Prompt - All lines from the one with "the guitar pickup." to the end need to be copied exactly, with nothing before them.
== Dataset rows
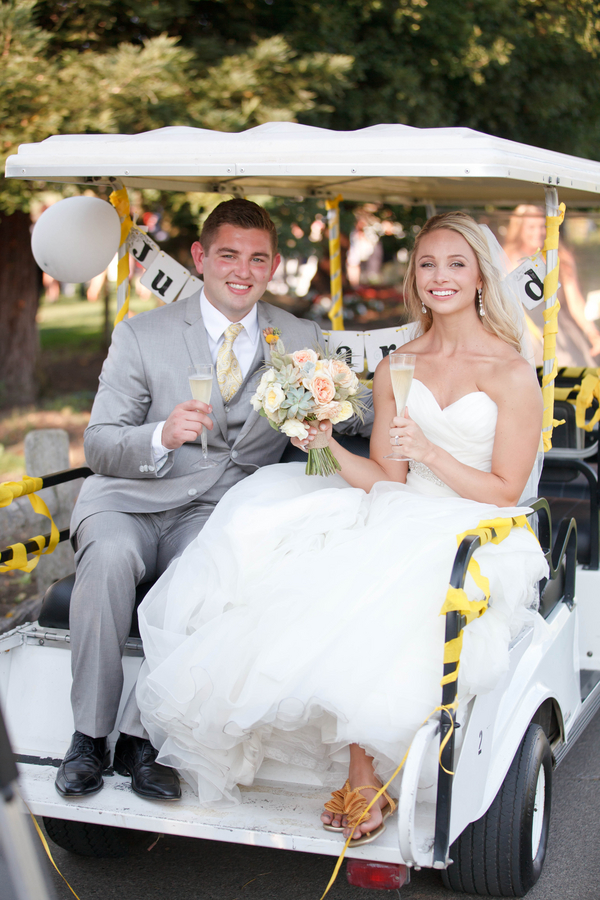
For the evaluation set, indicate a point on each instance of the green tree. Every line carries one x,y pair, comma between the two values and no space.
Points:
527,70
67,80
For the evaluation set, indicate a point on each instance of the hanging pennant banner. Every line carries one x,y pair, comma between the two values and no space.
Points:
165,277
142,247
349,343
383,342
527,281
192,285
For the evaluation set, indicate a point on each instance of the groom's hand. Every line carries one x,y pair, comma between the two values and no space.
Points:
185,423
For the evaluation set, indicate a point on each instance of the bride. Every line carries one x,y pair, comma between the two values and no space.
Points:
303,623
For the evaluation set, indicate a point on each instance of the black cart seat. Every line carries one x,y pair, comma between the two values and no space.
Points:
57,601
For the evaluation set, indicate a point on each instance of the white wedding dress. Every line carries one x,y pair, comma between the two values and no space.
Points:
305,615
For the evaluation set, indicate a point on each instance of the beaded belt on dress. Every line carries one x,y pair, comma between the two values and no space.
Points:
425,472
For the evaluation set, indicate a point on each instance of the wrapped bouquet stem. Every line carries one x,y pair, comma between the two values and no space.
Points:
303,388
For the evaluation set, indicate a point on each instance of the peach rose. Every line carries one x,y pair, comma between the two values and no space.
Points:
330,411
322,388
342,374
301,357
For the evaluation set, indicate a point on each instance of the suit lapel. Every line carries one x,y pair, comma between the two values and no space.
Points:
264,321
194,334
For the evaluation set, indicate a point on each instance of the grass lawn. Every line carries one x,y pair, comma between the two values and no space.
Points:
76,325
72,351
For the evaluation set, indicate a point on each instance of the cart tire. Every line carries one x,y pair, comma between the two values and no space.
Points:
87,839
502,854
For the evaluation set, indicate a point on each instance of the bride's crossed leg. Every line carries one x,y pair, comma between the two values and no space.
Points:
360,773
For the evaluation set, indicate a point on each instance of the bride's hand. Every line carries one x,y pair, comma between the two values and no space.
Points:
408,437
304,443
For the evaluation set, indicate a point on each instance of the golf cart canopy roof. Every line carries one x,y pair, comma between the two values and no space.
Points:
389,163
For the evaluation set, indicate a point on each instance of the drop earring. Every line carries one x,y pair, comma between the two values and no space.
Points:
481,309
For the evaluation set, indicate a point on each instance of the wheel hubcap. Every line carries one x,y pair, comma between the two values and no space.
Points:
539,804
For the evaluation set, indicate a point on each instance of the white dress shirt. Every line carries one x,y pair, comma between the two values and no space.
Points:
245,348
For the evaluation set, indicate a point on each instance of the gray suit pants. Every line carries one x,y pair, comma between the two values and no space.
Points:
114,552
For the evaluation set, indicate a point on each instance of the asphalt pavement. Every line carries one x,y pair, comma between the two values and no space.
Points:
188,869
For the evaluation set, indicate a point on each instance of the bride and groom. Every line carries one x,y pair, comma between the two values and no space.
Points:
302,623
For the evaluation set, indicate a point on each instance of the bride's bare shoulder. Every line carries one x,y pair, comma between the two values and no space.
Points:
507,374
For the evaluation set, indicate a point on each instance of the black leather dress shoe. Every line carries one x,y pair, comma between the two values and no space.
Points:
137,757
80,772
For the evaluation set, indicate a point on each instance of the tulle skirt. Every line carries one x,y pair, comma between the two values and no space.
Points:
305,617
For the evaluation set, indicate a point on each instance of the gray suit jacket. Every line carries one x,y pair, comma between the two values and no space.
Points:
143,378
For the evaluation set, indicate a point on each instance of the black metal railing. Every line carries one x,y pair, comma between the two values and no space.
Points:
50,481
561,553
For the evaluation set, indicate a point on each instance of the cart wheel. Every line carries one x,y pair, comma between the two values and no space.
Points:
87,839
502,854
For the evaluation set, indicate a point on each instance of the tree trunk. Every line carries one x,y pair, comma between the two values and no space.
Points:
19,298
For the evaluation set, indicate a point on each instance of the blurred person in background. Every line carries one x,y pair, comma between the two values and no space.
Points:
578,340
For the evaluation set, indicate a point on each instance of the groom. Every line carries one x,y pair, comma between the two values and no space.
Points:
148,499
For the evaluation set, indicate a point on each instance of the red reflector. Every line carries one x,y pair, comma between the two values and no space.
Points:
378,876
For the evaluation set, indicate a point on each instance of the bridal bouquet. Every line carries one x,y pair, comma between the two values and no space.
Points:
306,387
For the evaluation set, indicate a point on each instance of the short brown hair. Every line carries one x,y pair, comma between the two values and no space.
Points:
243,214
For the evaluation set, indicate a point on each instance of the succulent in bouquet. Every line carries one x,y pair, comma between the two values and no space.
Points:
305,387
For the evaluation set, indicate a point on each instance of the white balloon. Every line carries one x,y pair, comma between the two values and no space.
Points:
76,238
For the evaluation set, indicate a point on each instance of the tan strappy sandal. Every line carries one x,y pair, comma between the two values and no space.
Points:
336,806
355,804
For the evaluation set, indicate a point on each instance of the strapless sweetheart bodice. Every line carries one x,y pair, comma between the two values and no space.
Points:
465,428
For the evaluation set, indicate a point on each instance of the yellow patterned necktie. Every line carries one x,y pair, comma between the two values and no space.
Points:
229,374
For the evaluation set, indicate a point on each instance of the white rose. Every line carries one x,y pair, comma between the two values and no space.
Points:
294,428
345,412
267,379
274,397
301,357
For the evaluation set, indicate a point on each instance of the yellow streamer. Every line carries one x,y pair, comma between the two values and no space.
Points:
494,530
590,388
120,201
47,849
449,709
336,313
9,491
553,224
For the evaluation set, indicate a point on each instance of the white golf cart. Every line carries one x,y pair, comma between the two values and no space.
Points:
485,826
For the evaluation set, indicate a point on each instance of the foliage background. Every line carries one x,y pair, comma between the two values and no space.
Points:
528,70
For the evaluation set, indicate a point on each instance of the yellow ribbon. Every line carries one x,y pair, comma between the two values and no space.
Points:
488,530
589,388
553,224
451,707
47,849
336,313
9,491
120,201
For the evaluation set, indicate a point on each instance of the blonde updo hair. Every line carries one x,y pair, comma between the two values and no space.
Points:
500,318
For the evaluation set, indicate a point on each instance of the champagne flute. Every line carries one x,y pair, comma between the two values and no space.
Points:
402,369
200,378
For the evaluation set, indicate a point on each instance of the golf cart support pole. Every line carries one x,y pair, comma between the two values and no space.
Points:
454,625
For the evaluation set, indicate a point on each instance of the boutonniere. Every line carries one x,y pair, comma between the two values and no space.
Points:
271,335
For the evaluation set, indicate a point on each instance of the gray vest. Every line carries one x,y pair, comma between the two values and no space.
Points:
237,411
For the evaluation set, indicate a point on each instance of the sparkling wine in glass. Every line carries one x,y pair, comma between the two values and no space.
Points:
200,378
402,369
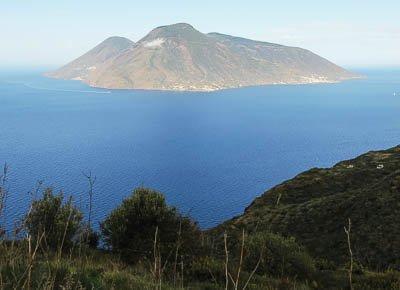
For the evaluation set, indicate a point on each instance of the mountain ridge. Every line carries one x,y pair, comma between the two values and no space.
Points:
179,57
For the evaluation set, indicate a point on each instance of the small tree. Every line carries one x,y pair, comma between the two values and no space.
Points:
131,227
58,221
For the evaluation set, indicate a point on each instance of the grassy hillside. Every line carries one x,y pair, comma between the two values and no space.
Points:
314,207
291,237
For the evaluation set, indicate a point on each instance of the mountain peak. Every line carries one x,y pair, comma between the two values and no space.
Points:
179,57
177,30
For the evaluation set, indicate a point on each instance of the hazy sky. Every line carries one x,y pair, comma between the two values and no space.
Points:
349,33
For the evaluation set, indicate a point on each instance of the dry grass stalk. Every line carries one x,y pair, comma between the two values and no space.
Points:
350,270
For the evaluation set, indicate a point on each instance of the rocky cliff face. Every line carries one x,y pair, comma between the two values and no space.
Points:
178,57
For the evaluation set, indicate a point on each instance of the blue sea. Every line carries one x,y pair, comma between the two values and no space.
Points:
211,154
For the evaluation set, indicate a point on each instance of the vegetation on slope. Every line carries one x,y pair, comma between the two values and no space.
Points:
292,237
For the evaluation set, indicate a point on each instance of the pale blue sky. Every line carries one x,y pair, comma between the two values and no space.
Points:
350,33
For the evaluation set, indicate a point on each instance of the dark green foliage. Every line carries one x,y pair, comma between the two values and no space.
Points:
52,221
314,207
280,257
130,229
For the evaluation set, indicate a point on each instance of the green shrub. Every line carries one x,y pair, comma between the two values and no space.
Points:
52,221
130,228
280,257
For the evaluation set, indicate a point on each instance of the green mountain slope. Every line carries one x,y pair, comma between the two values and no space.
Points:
315,206
179,57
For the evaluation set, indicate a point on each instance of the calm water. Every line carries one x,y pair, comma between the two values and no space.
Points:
210,153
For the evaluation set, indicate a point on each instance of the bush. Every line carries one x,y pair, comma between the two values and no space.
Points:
52,221
130,228
281,257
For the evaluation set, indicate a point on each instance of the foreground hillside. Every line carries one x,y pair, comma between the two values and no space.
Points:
292,237
179,57
314,207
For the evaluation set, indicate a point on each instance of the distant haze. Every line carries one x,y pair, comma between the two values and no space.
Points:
349,33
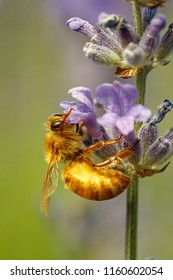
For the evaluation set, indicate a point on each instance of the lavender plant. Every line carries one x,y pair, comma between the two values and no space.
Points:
133,51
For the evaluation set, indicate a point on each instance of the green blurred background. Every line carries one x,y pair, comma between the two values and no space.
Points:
40,60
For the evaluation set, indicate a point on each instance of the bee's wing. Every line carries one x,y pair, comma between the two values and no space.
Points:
49,185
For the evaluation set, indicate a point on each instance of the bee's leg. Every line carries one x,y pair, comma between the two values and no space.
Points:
101,144
120,156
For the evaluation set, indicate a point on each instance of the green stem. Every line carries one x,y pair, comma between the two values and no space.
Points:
132,192
131,220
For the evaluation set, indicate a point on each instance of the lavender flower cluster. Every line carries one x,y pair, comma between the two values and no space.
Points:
115,43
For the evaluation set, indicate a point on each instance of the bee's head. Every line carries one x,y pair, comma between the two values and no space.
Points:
58,122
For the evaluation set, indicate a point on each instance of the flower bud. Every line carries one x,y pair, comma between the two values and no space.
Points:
133,55
166,44
101,54
81,26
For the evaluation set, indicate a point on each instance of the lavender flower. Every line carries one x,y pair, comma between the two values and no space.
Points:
114,43
84,110
152,153
120,103
155,151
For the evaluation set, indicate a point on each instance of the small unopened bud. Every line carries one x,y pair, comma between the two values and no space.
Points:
101,54
133,55
159,153
149,41
166,44
147,134
163,109
81,26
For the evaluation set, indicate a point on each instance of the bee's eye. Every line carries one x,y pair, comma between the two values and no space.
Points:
55,125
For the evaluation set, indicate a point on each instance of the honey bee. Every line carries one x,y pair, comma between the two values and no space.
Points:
113,21
63,144
149,3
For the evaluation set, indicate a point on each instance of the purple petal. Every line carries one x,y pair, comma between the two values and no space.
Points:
129,95
108,96
140,113
108,120
125,125
83,95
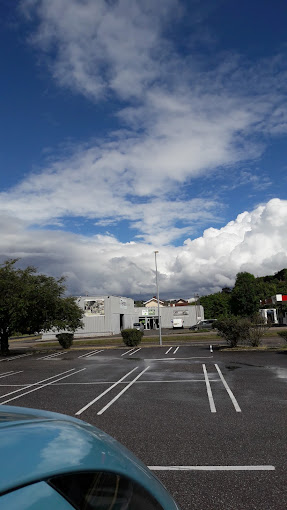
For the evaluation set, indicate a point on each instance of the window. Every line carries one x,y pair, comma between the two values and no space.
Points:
103,491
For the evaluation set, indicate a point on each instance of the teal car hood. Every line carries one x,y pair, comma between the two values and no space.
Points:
38,444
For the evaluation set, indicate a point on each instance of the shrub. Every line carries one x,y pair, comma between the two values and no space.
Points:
234,329
65,339
132,337
242,330
257,330
283,334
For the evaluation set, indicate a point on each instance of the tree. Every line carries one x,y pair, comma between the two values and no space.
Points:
31,302
244,298
216,305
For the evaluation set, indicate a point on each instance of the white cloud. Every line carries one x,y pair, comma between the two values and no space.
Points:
255,241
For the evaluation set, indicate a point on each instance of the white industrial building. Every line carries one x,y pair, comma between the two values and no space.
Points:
108,315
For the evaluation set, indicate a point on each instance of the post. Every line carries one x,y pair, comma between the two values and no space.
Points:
157,290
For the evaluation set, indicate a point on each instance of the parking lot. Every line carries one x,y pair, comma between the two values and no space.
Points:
210,424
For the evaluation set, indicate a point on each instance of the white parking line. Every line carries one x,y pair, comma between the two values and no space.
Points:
127,352
15,357
35,384
51,356
134,352
209,392
212,468
121,392
12,373
233,399
40,387
89,355
177,359
104,392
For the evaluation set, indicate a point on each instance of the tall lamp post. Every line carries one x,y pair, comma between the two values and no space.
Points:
157,290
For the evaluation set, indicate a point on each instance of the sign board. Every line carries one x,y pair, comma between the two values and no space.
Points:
94,307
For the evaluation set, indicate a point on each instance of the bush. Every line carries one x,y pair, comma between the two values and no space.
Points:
132,337
240,330
65,339
257,330
283,334
234,329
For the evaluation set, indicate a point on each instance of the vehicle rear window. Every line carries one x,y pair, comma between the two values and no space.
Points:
103,491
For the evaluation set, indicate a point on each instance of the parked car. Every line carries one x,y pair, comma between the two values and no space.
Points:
139,326
52,461
205,324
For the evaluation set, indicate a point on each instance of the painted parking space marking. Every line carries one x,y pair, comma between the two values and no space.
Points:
53,355
212,468
177,359
122,392
35,384
91,353
16,357
209,392
127,352
7,374
134,352
232,397
104,392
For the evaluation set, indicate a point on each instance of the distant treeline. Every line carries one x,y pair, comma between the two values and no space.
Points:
244,298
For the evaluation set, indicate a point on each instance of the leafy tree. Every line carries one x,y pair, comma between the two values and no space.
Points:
216,305
131,337
244,298
31,303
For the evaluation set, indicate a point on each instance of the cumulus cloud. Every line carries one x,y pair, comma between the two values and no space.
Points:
255,241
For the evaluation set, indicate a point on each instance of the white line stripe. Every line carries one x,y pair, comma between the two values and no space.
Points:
50,356
209,392
92,354
172,359
15,357
13,373
35,384
104,393
40,387
127,352
212,468
121,392
87,353
233,399
134,352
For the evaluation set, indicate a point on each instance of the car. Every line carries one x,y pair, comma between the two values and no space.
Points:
139,326
204,324
53,461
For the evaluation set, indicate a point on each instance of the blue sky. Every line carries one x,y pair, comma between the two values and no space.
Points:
132,126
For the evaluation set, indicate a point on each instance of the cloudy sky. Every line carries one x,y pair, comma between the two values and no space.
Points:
129,126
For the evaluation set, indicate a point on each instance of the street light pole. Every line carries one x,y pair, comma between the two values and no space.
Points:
157,289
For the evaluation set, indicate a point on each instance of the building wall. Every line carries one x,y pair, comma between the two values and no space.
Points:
190,314
104,315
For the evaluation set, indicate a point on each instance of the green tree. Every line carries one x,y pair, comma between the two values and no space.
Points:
216,305
244,297
31,302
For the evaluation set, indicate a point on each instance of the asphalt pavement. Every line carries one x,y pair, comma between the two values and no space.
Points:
210,424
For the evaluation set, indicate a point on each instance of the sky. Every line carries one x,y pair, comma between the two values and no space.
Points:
135,126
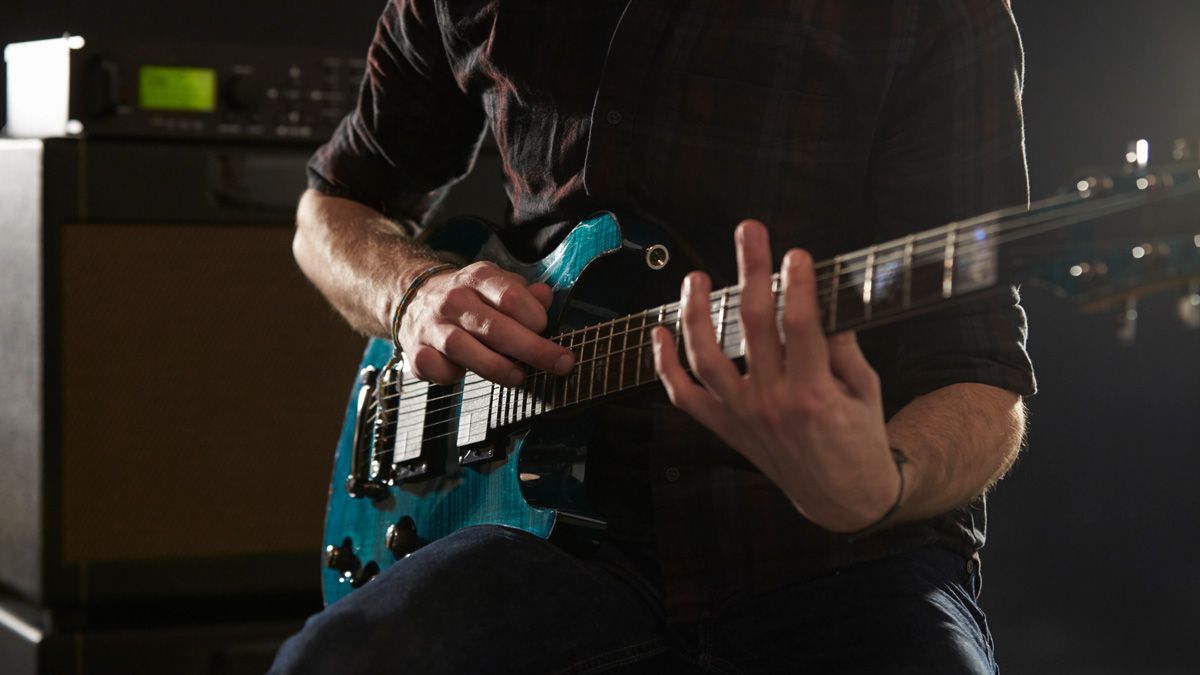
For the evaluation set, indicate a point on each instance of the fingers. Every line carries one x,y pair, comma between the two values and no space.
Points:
431,365
851,366
685,394
461,348
481,318
807,353
707,359
757,312
509,293
502,334
543,293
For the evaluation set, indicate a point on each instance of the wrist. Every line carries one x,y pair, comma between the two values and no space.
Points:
419,276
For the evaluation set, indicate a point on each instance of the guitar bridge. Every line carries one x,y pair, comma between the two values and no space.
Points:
359,483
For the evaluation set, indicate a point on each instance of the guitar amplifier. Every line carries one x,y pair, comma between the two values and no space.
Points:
171,386
144,89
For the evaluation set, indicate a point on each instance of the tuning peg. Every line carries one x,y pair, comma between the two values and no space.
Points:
1189,306
1127,322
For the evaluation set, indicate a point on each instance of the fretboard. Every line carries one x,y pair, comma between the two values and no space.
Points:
857,290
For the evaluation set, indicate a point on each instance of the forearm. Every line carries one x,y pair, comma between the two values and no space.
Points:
357,257
959,441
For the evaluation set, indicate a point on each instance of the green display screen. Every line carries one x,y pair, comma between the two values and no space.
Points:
169,88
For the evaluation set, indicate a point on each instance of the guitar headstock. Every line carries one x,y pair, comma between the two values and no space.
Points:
1127,233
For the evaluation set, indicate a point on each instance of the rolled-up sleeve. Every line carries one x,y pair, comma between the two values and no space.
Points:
414,130
952,145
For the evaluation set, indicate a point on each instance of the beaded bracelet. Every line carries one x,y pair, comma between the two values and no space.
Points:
407,298
900,459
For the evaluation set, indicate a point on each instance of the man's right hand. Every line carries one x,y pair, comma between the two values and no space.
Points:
480,318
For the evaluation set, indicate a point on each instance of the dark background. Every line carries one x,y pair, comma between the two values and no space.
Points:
1091,565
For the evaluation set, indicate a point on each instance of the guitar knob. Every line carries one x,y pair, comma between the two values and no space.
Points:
361,577
401,538
342,557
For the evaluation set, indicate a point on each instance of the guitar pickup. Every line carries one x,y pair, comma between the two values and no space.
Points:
484,454
411,471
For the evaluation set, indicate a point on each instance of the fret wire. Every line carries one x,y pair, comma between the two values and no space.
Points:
579,368
948,279
868,284
833,293
1042,225
621,370
661,321
527,395
567,378
607,356
720,318
907,270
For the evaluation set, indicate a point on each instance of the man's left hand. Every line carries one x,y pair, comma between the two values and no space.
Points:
808,411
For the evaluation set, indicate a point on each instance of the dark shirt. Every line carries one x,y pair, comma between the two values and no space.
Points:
838,124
====
Result of this exercise -
For the evaluation set, indicate a point on each instance of the guitar pickup. Every line carries one x,y pair, comma between the two values and no space.
Points:
484,454
411,471
For the evaluation set, indicate a point on each instance of the fret wire. Every line carries one x,y pair, comma between the two values and no space.
Points:
579,368
948,279
868,284
833,293
1042,225
621,370
661,321
527,395
567,378
607,356
720,318
907,270
For the evaluation set, indicate a point on each instance of the man's left hand. Every line carries one x,y pair, comma between the two values and no space.
Points:
808,411
For the evaluation set, indicate a point on each instance of the dark shirt. Every line carries one x,y pair, comma between the two values and no space.
Points:
838,124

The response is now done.